SET TASK.
All of the data needs to be repeated exactly.

Coordinate labeling data
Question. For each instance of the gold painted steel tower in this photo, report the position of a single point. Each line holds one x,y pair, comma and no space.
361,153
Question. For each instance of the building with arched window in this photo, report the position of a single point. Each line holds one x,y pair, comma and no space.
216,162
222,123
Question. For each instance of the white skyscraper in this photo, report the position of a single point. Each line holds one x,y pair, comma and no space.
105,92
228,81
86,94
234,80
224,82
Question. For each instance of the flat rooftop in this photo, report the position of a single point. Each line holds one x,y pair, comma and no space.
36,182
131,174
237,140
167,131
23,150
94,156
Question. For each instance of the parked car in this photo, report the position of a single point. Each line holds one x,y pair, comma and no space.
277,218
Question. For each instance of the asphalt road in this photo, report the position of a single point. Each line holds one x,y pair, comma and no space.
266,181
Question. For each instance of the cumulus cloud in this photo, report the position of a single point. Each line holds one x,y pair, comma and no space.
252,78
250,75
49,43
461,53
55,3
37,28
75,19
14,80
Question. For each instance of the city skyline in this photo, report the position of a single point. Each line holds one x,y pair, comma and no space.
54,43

PROBLEM SOLUTION.
Question. For each instance of the gold painted steel tower in this photo, report the position of a single point. Each line holds one x,y pair, comma and no space.
361,153
Question. For each instance of the building with arched window in this photo, report the position of a single point. Each line holds one x,y pair, comma and no space.
216,162
222,123
Question. For each instance of the white skyscraper in this photo, report the position of a single point. Each line holds one x,y pair, comma and no space.
105,92
228,81
86,94
234,80
224,82
Question. For each instance of the flat rooftop in this photo, report the position of a single point. Each line holds one x,y pair, comma and no space.
36,182
131,174
237,140
167,131
23,150
94,156
Question. For each instance of the parked car in this photo, report the position of a single point. Each line holds one x,y pair, comma and no space.
277,218
Question. For each instance of the asphalt road in this photo, report the position of a single point. Each line holds one x,y pair, comma and no space.
266,181
Question. For each instance of the cumulus cloud in this photo, report the position of a single point. Each line holds one x,y pair, comma and no space.
252,78
250,75
49,43
461,53
55,3
37,28
75,19
14,80
Question. For each instance of the city skyline in this photo, report the position of a single point. Each line holds one x,y pair, comma and no space.
54,43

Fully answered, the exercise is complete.